All the cool kids are doing it :2thumb:


----------



## charlottej1983 (Oct 29, 2007)

bubbles783 said:


> All the cool kids are doing it :2thumb:




wht u on about? nutter! lol x


----------



## ingle (May 25, 2009)

now if it was about pythons or snakes in general i may go bt beardies r just not my thing


----------



## cornmorphs (Jan 28, 2005)

ingle said:


> now if it was about pythons or snakes in general i may go bt beardies r just not my thing


 there will be many snakes, tons of royals i suspect


----------



## charlottej1983 (Oct 29, 2007)

cornmorphs said:


> there will be many snakes, tons of royals i suspect



think he means the monthly meeting, not the show?? :gasp:


----------



## cornmorphs (Jan 28, 2005)

charlottej1983 said:


> think he means the monthly meeting, not the show?? :gasp:


 ah i see, sorry then


----------



## charlottej1983 (Oct 29, 2007)

cornmorphs said:


> ah i see, sorry then



ok i'll let u off this time! lol


----------



## Ferret1959 (Jul 16, 2008)

What is required: Copy the forum thread above about reptile meetings word for word, from its first line to its last.

Dataset entries:

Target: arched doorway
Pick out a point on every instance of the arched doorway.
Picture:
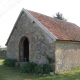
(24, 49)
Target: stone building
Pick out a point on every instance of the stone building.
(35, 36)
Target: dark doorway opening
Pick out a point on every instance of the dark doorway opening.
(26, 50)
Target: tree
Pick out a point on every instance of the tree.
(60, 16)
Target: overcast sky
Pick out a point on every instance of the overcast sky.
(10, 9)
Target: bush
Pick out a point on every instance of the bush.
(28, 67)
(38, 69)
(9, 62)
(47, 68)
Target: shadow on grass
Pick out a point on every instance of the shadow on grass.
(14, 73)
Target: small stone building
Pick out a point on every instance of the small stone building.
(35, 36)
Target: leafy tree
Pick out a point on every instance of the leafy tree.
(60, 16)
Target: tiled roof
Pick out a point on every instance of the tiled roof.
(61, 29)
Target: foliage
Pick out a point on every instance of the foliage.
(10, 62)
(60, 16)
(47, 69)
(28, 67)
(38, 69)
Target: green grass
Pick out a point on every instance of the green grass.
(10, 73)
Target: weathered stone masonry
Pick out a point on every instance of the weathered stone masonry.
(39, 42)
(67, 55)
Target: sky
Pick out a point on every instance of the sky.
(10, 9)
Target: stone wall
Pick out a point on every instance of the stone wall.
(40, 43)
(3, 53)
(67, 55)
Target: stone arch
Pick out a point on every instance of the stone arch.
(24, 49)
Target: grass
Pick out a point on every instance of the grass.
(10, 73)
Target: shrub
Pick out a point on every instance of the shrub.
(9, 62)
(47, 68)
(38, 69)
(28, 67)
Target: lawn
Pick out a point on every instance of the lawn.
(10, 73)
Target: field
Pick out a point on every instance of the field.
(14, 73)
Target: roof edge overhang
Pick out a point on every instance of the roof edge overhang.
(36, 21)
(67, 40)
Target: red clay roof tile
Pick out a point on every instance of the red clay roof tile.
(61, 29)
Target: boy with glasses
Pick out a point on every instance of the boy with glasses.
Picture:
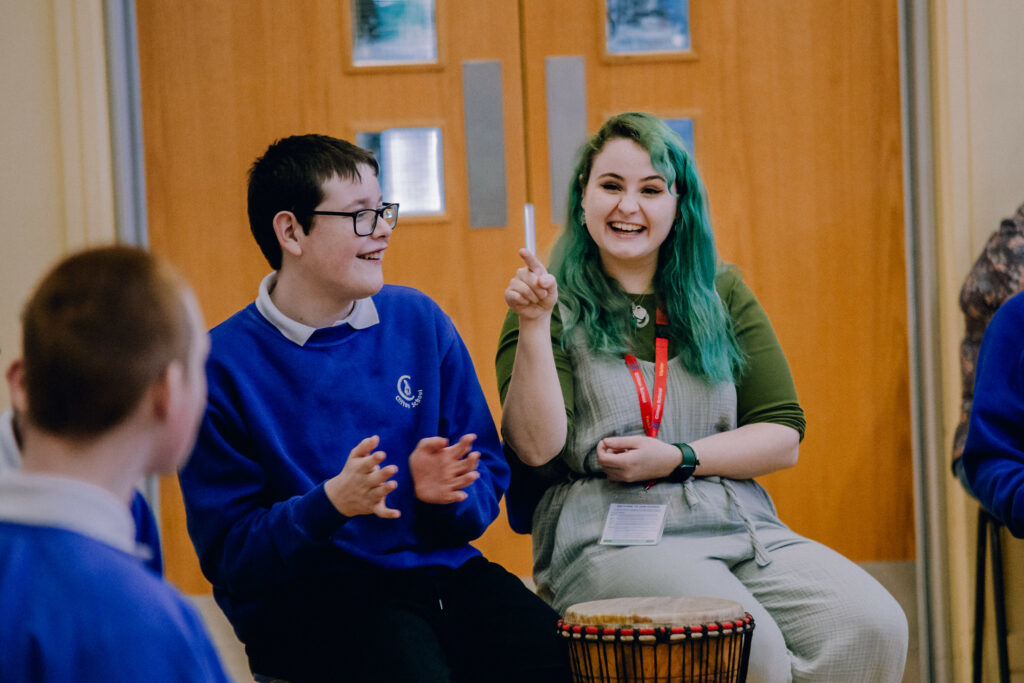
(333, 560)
--
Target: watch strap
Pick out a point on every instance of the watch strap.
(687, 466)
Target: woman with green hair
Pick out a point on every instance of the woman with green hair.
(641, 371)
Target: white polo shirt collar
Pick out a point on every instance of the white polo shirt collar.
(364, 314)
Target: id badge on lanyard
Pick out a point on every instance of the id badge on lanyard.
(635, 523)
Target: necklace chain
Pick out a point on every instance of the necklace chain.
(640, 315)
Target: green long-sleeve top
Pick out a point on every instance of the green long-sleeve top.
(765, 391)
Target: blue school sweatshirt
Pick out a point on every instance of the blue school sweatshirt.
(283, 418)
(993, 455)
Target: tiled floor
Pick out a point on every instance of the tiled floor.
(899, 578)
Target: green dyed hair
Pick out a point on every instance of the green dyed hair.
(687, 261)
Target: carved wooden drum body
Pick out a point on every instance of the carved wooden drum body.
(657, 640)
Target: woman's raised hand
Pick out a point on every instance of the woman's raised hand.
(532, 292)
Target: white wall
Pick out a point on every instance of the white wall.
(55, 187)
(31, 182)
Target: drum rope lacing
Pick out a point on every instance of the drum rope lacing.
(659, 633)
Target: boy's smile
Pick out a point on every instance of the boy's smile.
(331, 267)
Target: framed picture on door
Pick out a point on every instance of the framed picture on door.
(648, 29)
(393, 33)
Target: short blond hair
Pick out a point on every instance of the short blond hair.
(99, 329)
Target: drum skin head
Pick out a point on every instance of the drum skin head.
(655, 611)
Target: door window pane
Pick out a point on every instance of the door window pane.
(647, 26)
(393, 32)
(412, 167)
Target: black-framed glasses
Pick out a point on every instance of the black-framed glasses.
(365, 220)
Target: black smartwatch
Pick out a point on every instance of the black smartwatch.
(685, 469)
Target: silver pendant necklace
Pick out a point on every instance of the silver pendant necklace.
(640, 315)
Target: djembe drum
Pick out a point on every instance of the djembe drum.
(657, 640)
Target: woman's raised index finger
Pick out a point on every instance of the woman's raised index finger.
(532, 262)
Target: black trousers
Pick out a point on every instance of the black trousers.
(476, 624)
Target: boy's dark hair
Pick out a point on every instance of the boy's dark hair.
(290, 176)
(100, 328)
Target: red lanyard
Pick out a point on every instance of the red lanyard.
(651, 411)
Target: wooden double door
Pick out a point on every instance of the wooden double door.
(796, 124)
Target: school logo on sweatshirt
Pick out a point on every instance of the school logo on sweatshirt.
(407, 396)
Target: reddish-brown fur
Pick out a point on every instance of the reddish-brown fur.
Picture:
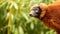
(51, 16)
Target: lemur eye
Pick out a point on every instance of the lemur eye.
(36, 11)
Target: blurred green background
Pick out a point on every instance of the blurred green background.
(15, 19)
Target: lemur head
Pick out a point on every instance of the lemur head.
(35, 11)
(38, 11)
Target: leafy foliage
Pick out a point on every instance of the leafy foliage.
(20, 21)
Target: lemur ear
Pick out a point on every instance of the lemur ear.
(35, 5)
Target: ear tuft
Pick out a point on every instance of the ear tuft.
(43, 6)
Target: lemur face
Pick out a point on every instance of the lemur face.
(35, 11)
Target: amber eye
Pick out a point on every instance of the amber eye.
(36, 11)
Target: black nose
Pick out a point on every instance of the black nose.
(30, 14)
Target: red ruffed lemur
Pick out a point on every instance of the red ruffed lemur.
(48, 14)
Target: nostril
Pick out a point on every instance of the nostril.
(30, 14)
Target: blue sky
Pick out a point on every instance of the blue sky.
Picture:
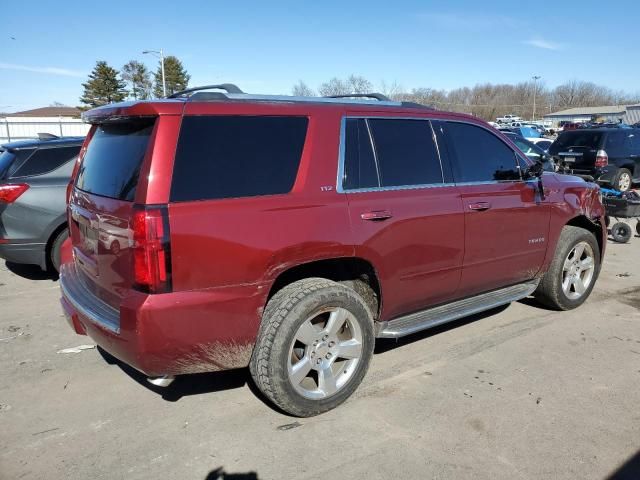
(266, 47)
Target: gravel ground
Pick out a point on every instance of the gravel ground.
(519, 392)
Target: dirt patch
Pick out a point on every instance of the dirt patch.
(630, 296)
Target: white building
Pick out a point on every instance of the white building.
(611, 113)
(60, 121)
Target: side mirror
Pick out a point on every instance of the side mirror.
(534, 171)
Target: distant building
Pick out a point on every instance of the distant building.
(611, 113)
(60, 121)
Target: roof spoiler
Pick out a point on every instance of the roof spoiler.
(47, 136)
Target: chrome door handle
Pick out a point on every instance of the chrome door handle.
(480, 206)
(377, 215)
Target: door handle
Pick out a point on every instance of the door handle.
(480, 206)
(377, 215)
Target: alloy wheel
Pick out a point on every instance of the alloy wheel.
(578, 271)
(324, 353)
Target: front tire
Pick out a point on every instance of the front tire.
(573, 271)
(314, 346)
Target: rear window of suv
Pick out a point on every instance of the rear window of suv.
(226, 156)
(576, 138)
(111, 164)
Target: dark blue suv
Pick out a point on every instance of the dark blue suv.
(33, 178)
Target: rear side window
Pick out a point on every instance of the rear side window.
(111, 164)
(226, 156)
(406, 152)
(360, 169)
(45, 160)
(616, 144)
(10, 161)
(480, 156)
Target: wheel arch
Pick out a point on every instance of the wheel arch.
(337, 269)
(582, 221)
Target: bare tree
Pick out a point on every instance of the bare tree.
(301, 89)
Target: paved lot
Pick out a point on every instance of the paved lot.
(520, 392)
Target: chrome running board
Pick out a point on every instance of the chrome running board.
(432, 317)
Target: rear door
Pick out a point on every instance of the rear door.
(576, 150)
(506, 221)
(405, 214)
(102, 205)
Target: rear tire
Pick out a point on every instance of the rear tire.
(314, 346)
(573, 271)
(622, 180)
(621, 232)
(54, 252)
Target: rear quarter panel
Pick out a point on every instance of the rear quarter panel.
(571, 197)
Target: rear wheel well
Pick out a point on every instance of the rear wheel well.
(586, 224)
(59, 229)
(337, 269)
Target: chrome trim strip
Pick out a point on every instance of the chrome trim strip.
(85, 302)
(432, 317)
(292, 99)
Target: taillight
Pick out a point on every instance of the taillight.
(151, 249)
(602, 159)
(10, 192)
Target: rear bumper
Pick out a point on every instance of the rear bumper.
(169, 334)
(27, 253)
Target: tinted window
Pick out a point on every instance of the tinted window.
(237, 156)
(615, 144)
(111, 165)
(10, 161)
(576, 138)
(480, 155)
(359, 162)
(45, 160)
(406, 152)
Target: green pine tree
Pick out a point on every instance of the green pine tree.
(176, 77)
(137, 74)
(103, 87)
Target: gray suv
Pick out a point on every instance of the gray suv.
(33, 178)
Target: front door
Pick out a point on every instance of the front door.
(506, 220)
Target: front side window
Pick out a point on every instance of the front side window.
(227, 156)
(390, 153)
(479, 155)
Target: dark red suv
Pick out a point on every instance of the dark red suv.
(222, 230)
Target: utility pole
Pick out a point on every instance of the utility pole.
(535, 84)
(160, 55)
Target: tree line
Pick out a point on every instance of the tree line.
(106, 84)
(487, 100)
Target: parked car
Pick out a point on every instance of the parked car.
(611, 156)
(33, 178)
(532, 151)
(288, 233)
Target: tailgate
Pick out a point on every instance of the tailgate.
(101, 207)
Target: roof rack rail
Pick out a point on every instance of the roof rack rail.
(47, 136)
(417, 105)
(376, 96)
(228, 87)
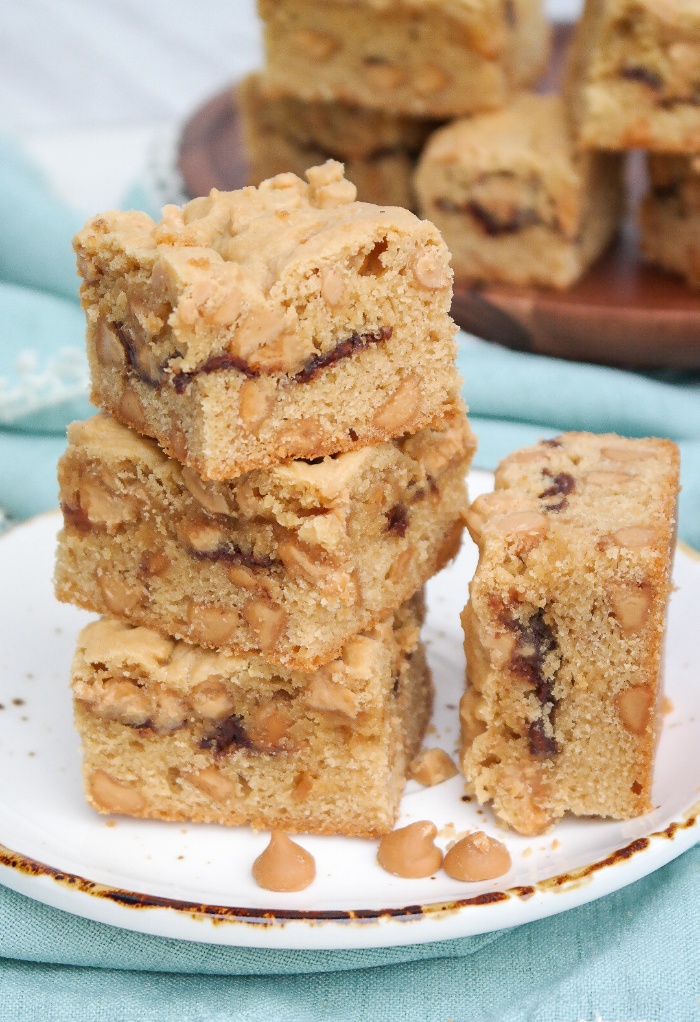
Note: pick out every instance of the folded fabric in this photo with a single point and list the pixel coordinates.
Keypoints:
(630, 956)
==
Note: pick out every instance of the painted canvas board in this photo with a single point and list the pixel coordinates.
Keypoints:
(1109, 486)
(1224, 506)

Exercise output:
All the cool kids are doing it :2thumb:


----------



## charlottej1983 (Oct 29, 2007)

bubbles783 said:


> All the cool kids are doing it :2thumb:




wht u on about? nutter! lol x


----------



## ingle (May 25, 2009)

now if it was about pythons or snakes in general i may go bt beardies r just not my thing


----------



## cornmorphs (Jan 28, 2005)

ingle said:


> now if it was about pythons or snakes in general i may go bt beardies r just not my thing


 there will be many snakes, tons of royals i suspect


----------



## charlottej1983 (Oct 29, 2007)

cornmorphs said:


> there will be many snakes, tons of royals i suspect



think he means the monthly meeting, not the show?? :gasp:


----------



## cornmorphs (Jan 28, 2005)

charlottej1983 said:


> think he means the monthly meeting, not the show?? :gasp:


 ah i see, sorry then


----------



## charlottej1983 (Oct 29, 2007)

cornmorphs said:


> ah i see, sorry then



ok i'll let u off this time! lol


----------



## Ferret1959 (Jul 16, 2008)